Türkiye’de 405 filmin vizyona girdiği 2015’i geride bıraktık. Bu filmler arasından en iyi 10’unu hatırlayalım

10- Gizli Kusur (Inherent Vice)

2015-in-en-iyi-10-filmi-100866-1.

Paul Thomas Anderson'ın son filmi, kafası dumanlı bir özel dedektif olan başkarakteriyle beraber 1970'ler Los Angeles'ında kayboluyor. 'Gizli Kusur' perdede izlediği hikayelerde makul nedensellik bağlarını görmeye alışmış bir izleyici için zor bir deneyim olabilir. Ama Paul Thomas Anderson, filmin uyarlandığı kitabın yazarı Thomas Pynchon'un tarzını perdeye aktarmak konusunda hedefi tam 12'den tutturuyor. Bunu yaparkenki tavizsizliği ise filmi gelecekte kültleştirecek nitelikte.

▶ [Verilen bilgiler]:
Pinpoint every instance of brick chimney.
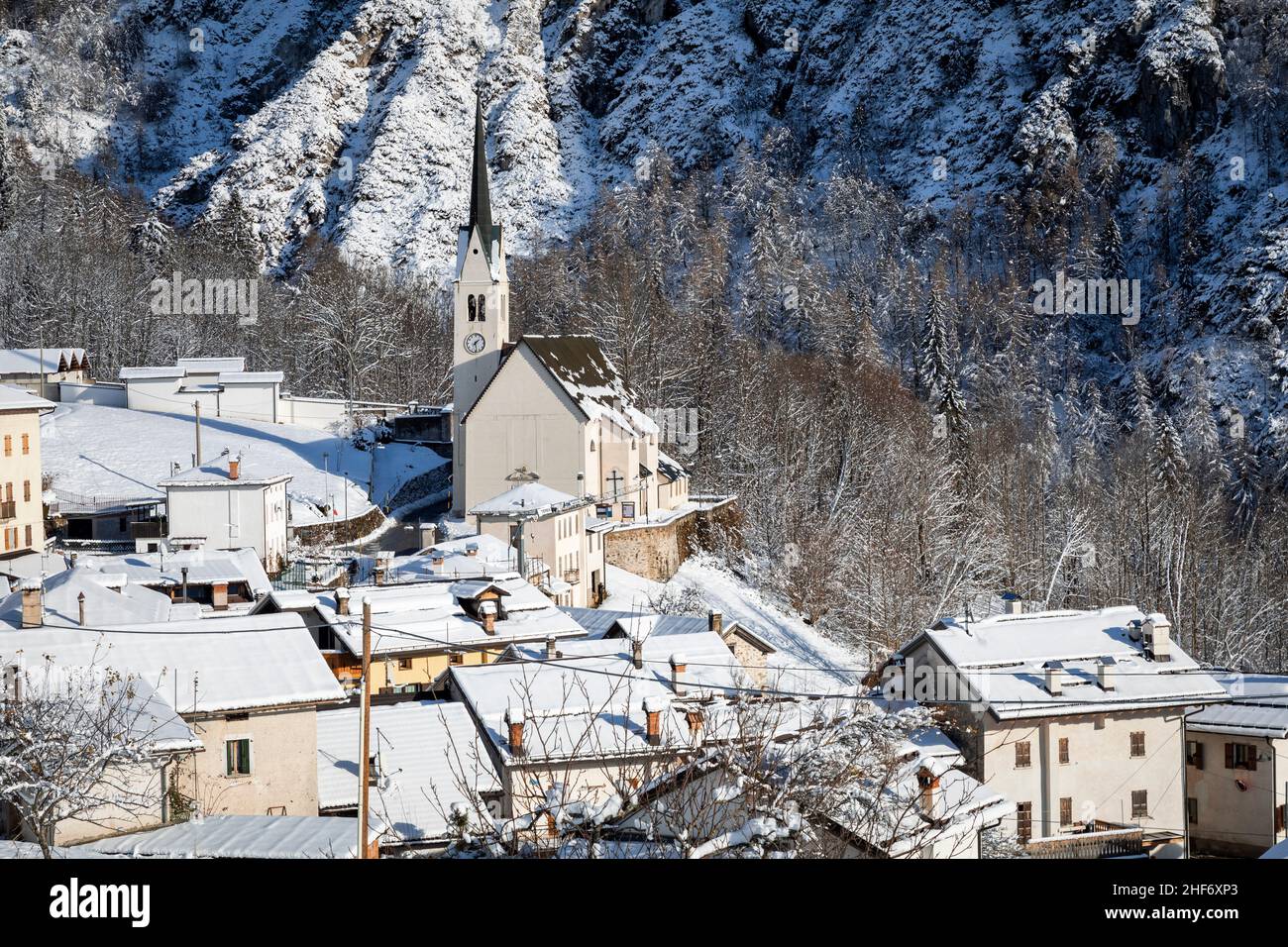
[505,707,523,756]
[671,652,690,697]
[22,579,46,627]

▶ [Yapılacak görevler]:
1. 2015'in en iyi filmleri yazısında adı geçen bütün kişi ve yer adlarını, her birini bir kez yazarak sıralayın.
2. 2015'in en iyi filmleri yazısını kaldığı yerden sürdürün.

▶ [Yazılı yanıtlar]:
1. Türkiye, Paul Thomas Anderson, Los Angeles, Thomas Pynchon

2.
9- Eden

2015-in-en-iyi-10-filmi-100857-1.

Avrupa'nın en heyecan verici genç yönetmenlerinden biri Mia Hansen-Løve'ın bugüne kadarki en olgun çalışması. 'Eden' yönetmenin daha önce 'Çocuklarımın Babası' (Le père de mes enfants) ve 'Elveda İlk Aşk' (Un amour de jeunesse) gibi filmlerinden alıştığımız mesaj kaygısı olmayan, natüralist anlatım tarzının epik bir örneği. Kaybeden bir müzisyene en son Coen biraderler odaklanmıştı. Mia Hansen-Løve da elektronik dans müziğinin son 25 yıllık yolculuğunda kamerasını kaybeden bir DJ'e çevirmeyi tercih ediyor. Yönetmenin en büyük mahareti ise, zamanın akışının acımasızlığını usul usul hikayenin temeli yapması.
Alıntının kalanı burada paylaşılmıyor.